** begin The input **

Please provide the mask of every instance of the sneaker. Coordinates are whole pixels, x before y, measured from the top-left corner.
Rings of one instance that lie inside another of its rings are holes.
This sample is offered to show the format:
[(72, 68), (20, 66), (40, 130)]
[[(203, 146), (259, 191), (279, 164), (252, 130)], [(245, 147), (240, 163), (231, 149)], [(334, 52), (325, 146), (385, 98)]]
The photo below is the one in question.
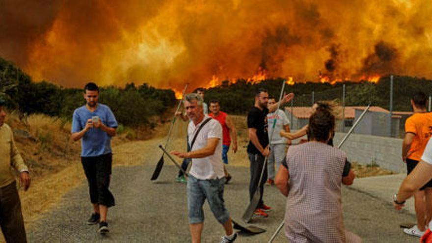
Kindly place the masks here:
[(108, 229), (108, 223), (105, 221), (101, 221), (99, 223), (99, 229), (98, 230), (98, 232), (101, 235), (105, 235), (109, 232), (109, 230)]
[(230, 243), (231, 242), (234, 242), (234, 241), (236, 240), (236, 239), (237, 238), (237, 233), (234, 233), (234, 237), (233, 237), (233, 239), (230, 240), (228, 239), (226, 236), (222, 237), (222, 241), (220, 241), (220, 243)]
[(417, 236), (417, 237), (421, 237), (425, 233), (424, 231), (420, 231), (417, 225), (412, 226), (412, 228), (409, 229), (404, 229), (404, 232), (407, 235), (413, 236)]
[(266, 185), (267, 186), (271, 186), (272, 185), (274, 185), (274, 181), (271, 179), (269, 179), (267, 180), (267, 181), (266, 182)]
[(267, 217), (269, 215), (266, 213), (261, 209), (258, 209), (253, 211), (253, 214), (252, 215), (252, 217)]
[(227, 184), (228, 182), (231, 181), (232, 178), (231, 175), (228, 174), (227, 176), (225, 177), (225, 184)]
[(269, 207), (266, 204), (263, 204), (263, 205), (260, 207), (260, 209), (262, 210), (263, 211), (267, 212), (271, 210), (271, 208)]
[(185, 177), (184, 175), (179, 176), (178, 177), (176, 178), (176, 181), (178, 182), (179, 183), (181, 183), (182, 184), (186, 184), (188, 183), (188, 180), (186, 180), (186, 178)]
[(90, 218), (87, 220), (87, 225), (93, 225), (99, 222), (99, 219), (101, 218), (101, 215), (96, 213), (93, 213), (90, 216)]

** end The input **

## Job
Copy the listing above line for line, with every character unchanged, but leave out the picture.

## Exercise response
Please provide the mask of every instance of the sneaker. Coordinates are whole pixels, x before y, measured from the top-left corner.
Rings of one instance that lie inside another of its rings are holes.
This sample is offered to show the format:
[(72, 68), (20, 66), (40, 130)]
[[(203, 146), (259, 191), (279, 164), (252, 130)], [(245, 147), (240, 163), (231, 149)], [(334, 52), (325, 146), (385, 98)]]
The photo below is the one in question.
Kindly place the masks here:
[(108, 229), (108, 223), (105, 221), (101, 221), (99, 223), (99, 229), (98, 230), (98, 232), (101, 235), (105, 235), (109, 232), (109, 230)]
[(230, 243), (231, 242), (234, 242), (234, 241), (236, 240), (236, 239), (237, 238), (237, 233), (234, 233), (234, 237), (233, 237), (233, 239), (230, 240), (228, 239), (226, 236), (222, 237), (222, 241), (220, 241), (220, 243)]
[(417, 236), (417, 237), (421, 237), (425, 233), (424, 231), (420, 231), (417, 225), (412, 226), (412, 228), (409, 229), (404, 229), (404, 232), (407, 235), (413, 236)]
[(266, 185), (267, 186), (271, 186), (272, 185), (274, 185), (274, 181), (271, 179), (269, 179), (267, 180), (267, 181), (266, 182)]
[(267, 217), (269, 215), (266, 213), (261, 209), (258, 209), (253, 211), (253, 214), (252, 215), (252, 217)]
[(227, 184), (228, 182), (231, 181), (232, 178), (231, 175), (228, 174), (227, 176), (225, 177), (225, 184)]
[(269, 207), (266, 204), (263, 204), (263, 205), (260, 207), (260, 209), (262, 210), (263, 211), (267, 212), (271, 210), (271, 208)]
[(185, 177), (184, 175), (179, 176), (178, 177), (176, 178), (176, 181), (178, 182), (179, 183), (181, 183), (182, 184), (186, 184), (188, 183), (188, 180), (186, 180), (186, 178)]
[(90, 218), (87, 220), (87, 225), (93, 225), (99, 222), (99, 219), (101, 218), (101, 215), (96, 213), (93, 213), (90, 216)]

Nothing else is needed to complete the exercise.